__Brief__. I'd like the entries reproduced exactly, with the images omitted.

((

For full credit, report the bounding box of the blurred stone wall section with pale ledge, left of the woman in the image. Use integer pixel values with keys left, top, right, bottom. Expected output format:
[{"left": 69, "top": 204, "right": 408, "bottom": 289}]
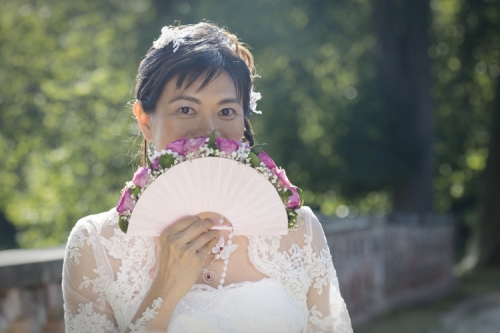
[{"left": 0, "top": 246, "right": 64, "bottom": 333}]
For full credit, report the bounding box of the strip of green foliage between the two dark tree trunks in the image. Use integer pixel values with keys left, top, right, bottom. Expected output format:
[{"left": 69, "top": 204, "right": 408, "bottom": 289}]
[{"left": 428, "top": 0, "right": 500, "bottom": 228}]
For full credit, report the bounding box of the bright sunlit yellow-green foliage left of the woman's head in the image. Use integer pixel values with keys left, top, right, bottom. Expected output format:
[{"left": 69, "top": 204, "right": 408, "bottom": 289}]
[{"left": 0, "top": 1, "right": 151, "bottom": 247}]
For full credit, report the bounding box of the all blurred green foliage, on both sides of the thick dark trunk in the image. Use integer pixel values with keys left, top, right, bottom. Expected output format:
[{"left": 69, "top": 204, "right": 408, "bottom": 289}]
[{"left": 0, "top": 0, "right": 500, "bottom": 247}]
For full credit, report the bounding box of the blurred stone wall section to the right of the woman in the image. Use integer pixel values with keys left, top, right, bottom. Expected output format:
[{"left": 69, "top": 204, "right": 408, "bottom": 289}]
[{"left": 320, "top": 215, "right": 456, "bottom": 325}]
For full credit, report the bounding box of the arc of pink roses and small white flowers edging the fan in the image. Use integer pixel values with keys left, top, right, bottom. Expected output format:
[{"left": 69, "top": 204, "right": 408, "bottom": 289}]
[{"left": 116, "top": 132, "right": 303, "bottom": 232}]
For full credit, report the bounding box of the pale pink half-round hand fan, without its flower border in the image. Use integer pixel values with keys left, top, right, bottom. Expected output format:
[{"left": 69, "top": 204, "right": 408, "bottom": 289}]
[{"left": 127, "top": 157, "right": 288, "bottom": 237}]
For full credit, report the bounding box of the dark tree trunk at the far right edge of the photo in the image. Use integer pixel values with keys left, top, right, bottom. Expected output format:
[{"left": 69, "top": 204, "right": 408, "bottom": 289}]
[{"left": 462, "top": 0, "right": 500, "bottom": 265}]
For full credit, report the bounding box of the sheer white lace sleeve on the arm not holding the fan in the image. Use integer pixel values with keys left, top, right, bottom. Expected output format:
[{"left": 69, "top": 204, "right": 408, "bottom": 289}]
[{"left": 304, "top": 209, "right": 352, "bottom": 333}]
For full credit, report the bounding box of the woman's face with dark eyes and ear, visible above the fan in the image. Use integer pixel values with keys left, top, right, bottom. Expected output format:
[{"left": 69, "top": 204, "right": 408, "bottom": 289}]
[{"left": 134, "top": 71, "right": 244, "bottom": 150}]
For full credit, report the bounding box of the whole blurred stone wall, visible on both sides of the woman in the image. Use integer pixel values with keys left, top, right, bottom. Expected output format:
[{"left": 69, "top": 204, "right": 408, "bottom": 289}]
[{"left": 0, "top": 215, "right": 456, "bottom": 333}]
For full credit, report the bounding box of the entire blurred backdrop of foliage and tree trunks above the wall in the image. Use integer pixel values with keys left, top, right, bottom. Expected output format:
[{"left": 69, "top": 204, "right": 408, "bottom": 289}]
[{"left": 0, "top": 0, "right": 500, "bottom": 332}]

))

__Task result__.
For full credit, report the bounding box of the blurred stone wall section with pale ledge, left of the woman in the image. Use integer pixel values with keys left, top, right, bottom. Expected output format:
[{"left": 69, "top": 204, "right": 408, "bottom": 289}]
[{"left": 0, "top": 246, "right": 64, "bottom": 333}]
For full credit, report the bounding box of the strip of green foliage between the two dark tree trunks in the image. Use integer pixel values with keys left, top, right, bottom. Expected output format:
[{"left": 69, "top": 204, "right": 408, "bottom": 289}]
[{"left": 428, "top": 0, "right": 500, "bottom": 228}]
For full credit, report the bounding box of the bright sunlit yellow-green foliage left of the woman's head in the image. Use integer pixel values with keys left, top, right, bottom. Expected output format:
[{"left": 69, "top": 204, "right": 408, "bottom": 289}]
[{"left": 0, "top": 1, "right": 151, "bottom": 247}]
For full credit, report the bounding box of the all blurred green foliage, on both sides of the thick dark trunk in the image. Use integer pixel values with keys left, top, right, bottom. Expected output format:
[{"left": 69, "top": 204, "right": 408, "bottom": 289}]
[{"left": 0, "top": 0, "right": 500, "bottom": 247}]
For full credit, report the bounding box of the blurred stone wall section to the right of the woman in the image. Use integer pixel values with keys left, top, right, bottom. Expected output format:
[{"left": 69, "top": 204, "right": 408, "bottom": 289}]
[{"left": 320, "top": 215, "right": 456, "bottom": 325}]
For full credit, report the bounding box of the arc of pink roses and small white flowers edging the fan in the image. Use integer pixel values with keys left, top, right, bottom. Expected output format:
[{"left": 69, "top": 204, "right": 408, "bottom": 289}]
[{"left": 116, "top": 132, "right": 303, "bottom": 232}]
For full credit, report the bounding box of the pale pink half-round hand fan, without its flower border in the image. Use integer pixel values with keys left, top, right, bottom. Expected output format:
[{"left": 69, "top": 204, "right": 408, "bottom": 289}]
[{"left": 127, "top": 157, "right": 288, "bottom": 237}]
For full credit, report the bounding box of the dark tree trunk at the far right edge of the photo in the image. Use integer pixel values with keys left, top, right, bottom. Expected output format:
[{"left": 69, "top": 204, "right": 408, "bottom": 289}]
[{"left": 462, "top": 0, "right": 500, "bottom": 265}]
For full credit, report the bounding box of the sheer white lace sleeve on the arm not holding the fan in the image. Use integer pixel values with keys left, top, right, bottom. Expected output format:
[{"left": 69, "top": 204, "right": 408, "bottom": 289}]
[{"left": 304, "top": 209, "right": 352, "bottom": 333}]
For full credit, report the bounding box of the woman's face with dark eyes and ear, visible above the fan in the image. Use integer pixel values with keys left, top, right, bottom. Expected output format:
[{"left": 69, "top": 204, "right": 408, "bottom": 289}]
[{"left": 134, "top": 71, "right": 244, "bottom": 150}]
For full credit, report the bounding box of the whole blurred stone wall, visible on both sides of the woman in the image. Use integer pixel values with keys left, top, right, bottom. Expected output format:
[{"left": 69, "top": 204, "right": 408, "bottom": 289}]
[{"left": 0, "top": 215, "right": 456, "bottom": 333}]
For full credit, report the bounding box of the entire blurred backdrop of foliage and tree trunks above the wall in the image. Use integer pixel values with keys left, top, right, bottom. Expected output format:
[{"left": 69, "top": 204, "right": 408, "bottom": 289}]
[{"left": 0, "top": 0, "right": 500, "bottom": 332}]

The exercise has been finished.